■ GIVEN EXERCISE
Starting at the line that contains "For every instance of the man with" and running through the final entry, rewrite every line, requests included, with each point coordinate in the answers scaled by 0.4 and rounded to a whole number, halves rounded up. Keep the requests and their sample points unchanged.

■ INPUT ROWS
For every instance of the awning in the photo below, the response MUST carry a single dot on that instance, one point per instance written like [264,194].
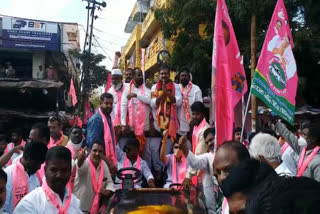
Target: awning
[18,83]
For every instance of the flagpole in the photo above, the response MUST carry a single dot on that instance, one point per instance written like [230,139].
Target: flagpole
[253,64]
[245,116]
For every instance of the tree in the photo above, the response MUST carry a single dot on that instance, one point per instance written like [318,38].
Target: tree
[181,21]
[94,74]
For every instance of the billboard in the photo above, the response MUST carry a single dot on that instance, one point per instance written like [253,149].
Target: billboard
[29,34]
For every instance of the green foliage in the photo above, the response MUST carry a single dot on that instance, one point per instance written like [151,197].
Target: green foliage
[181,21]
[95,75]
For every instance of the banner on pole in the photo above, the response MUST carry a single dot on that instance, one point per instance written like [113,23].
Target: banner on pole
[228,75]
[275,80]
[72,92]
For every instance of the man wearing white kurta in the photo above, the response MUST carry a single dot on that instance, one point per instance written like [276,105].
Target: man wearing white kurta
[22,176]
[83,181]
[266,148]
[156,141]
[135,111]
[190,94]
[53,195]
[204,162]
[116,90]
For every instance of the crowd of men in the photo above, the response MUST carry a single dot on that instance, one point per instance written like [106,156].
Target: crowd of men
[162,132]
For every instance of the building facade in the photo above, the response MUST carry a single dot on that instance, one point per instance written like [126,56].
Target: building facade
[145,34]
[36,65]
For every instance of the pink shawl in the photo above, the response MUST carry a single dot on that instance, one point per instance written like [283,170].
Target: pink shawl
[96,185]
[136,119]
[182,170]
[302,165]
[52,198]
[195,134]
[185,100]
[110,149]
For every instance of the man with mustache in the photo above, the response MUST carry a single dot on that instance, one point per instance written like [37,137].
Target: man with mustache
[23,176]
[53,196]
[135,109]
[101,129]
[116,90]
[93,182]
[190,94]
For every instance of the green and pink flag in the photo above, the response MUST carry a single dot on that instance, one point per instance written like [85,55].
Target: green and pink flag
[275,81]
[228,75]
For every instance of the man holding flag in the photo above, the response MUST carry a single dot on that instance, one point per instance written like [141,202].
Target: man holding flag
[275,81]
[228,75]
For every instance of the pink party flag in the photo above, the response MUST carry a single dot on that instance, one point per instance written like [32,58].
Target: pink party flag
[108,84]
[275,80]
[72,92]
[87,111]
[228,75]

■ RESULT FOR THIS EXERCISE
For every instance of the man with mustache in the photo above, the response MUST carry a single dot on that instance, one point per instance written like [37,137].
Target: man with mustache
[9,70]
[21,78]
[54,44]
[40,52]
[46,36]
[37,73]
[76,38]
For every instance of the green and pink flag in the photo above, the response MUST carry a single dot on that instance, one point per instance written like [85,55].
Target: green and pink flag
[110,32]
[91,30]
For every instance of the man holding flag in the photo above, the response MUST carry a single dot on that instance, one point per instance written like [141,202].
Target: man holding flag
[110,32]
[91,30]
For every instance of the pink party flag in the photo above, the response MUST carry a single dot on that instance, one point per instance written like [32,58].
Target: pink party flag
[43,34]
[110,32]
[29,37]
[35,44]
[91,30]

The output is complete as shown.